TEXTO FORNECIDO
==============================

Projetos de Lei sobre Comércio Eletrônico no CDC

por Aloisio Szczecinski Filho

A Nova Agenda Urbana tem como escopo apresentar uma visão compartilhada para um futuro melhor e mais sustentável e, na linha deste entendimento, fomenta a percepção de que todas as pessoas tenham direitos e igualdade de acesso, tanto aos benefícios, como para as oportunidades que as cidades podem oferecer dentro desta nova percepção.

Assim, por intermédio das diretrizes da Nova Agenda Urbana¹, tem-se a pretensão de fomentar as interações sociais por meio da facilitação do acesso às redes de comércio e mercado locais como uma opção que contribui para a sustentabilidade e a segurança das relações.

A Nova Agenda Urbana promove uma “Chamada para Ação” e, a partir deste chamado, busca o comprometimento das pessoas para desenvolver as economias de forma vibrante, sustentáveis e inclusivas, observando vantagens competitivas, patrimônio cultural e recursos locais, sem se afastar dos padrões de consumo e de produção sustentáveis, com a promoção de um ambiente favorável aos negócios e à inovação, bem como à subsistência.

Um elemento que está interligado para o desenvolvimento sustentável e, por consequência, alinhado com a implementação de novos padrões de consumo, é o aspecto cultural e a diversidade cultural, entendido pela Nova Agenda Urbana como fontes de enriquecimento para a humanidade, pois possuem um papel ativo para a implementação destes novos padrões, assim, temos incorporado um novo reconhecimento da correlação entre a boa urbanização e o desenvolvimento.

==============================

Reescreva em forma de lista o parágrafo do texto acima iniciado por "A Nova Agenda Urbana promove uma", conservando seus fatos principais.

==============================

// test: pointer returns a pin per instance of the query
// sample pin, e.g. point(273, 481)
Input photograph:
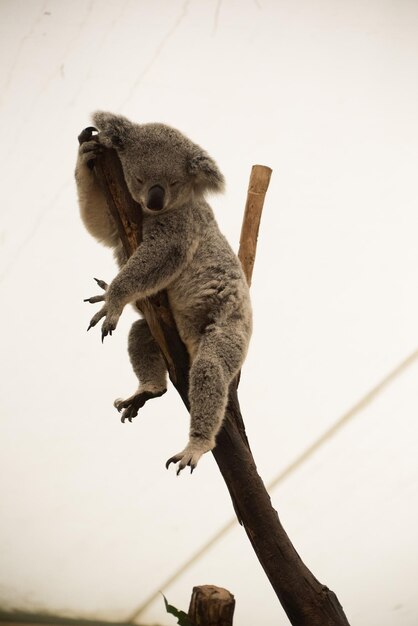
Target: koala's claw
point(132, 405)
point(190, 456)
point(101, 283)
point(107, 329)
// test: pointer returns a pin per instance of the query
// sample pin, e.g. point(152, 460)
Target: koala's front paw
point(112, 316)
point(191, 454)
point(132, 405)
point(88, 153)
point(100, 298)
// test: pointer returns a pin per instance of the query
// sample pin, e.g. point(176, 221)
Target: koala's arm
point(167, 247)
point(165, 250)
point(93, 206)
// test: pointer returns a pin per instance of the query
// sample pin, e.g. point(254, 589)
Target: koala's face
point(163, 168)
point(155, 164)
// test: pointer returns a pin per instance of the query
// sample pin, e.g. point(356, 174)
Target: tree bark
point(305, 600)
point(211, 606)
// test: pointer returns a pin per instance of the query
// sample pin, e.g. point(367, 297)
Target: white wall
point(326, 93)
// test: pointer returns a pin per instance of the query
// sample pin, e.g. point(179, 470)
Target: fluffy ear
point(204, 172)
point(114, 129)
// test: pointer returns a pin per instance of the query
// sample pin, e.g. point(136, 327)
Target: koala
point(184, 253)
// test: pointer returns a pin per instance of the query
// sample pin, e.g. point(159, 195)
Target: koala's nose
point(155, 200)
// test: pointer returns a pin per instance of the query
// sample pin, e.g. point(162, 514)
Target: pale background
point(325, 93)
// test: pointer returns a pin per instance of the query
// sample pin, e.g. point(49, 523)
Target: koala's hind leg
point(219, 358)
point(148, 365)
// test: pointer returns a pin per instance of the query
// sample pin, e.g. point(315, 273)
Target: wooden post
point(211, 606)
point(306, 601)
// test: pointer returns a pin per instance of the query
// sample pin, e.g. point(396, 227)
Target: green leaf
point(182, 618)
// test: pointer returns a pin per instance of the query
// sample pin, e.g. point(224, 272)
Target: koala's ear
point(113, 129)
point(204, 172)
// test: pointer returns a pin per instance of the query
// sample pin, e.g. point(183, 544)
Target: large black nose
point(155, 200)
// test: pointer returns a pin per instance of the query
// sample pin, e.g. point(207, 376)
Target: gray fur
point(183, 252)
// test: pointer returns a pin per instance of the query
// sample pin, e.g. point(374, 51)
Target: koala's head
point(163, 168)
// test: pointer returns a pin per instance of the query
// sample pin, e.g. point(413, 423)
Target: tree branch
point(306, 601)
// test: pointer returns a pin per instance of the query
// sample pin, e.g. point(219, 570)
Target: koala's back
point(211, 291)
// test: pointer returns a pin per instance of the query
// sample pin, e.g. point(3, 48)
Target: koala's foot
point(132, 405)
point(191, 454)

==============================

RESOLUÇÃO
- A Nova Agenda Urbana promove uma "Chamada para Ação".
- Por meio dela, busca o comprometimento das pessoas para desenvolver economias vibrantes, sustentáveis e inclusivas.
- Esse desenvolvimento observa vantagens competitivas, patrimônio cultural e recursos locais.
- Não se afasta dos padrões de consumo e de produção sustentáveis.
- Promove um ambiente favorável aos negócios, à inovação e à subsistência.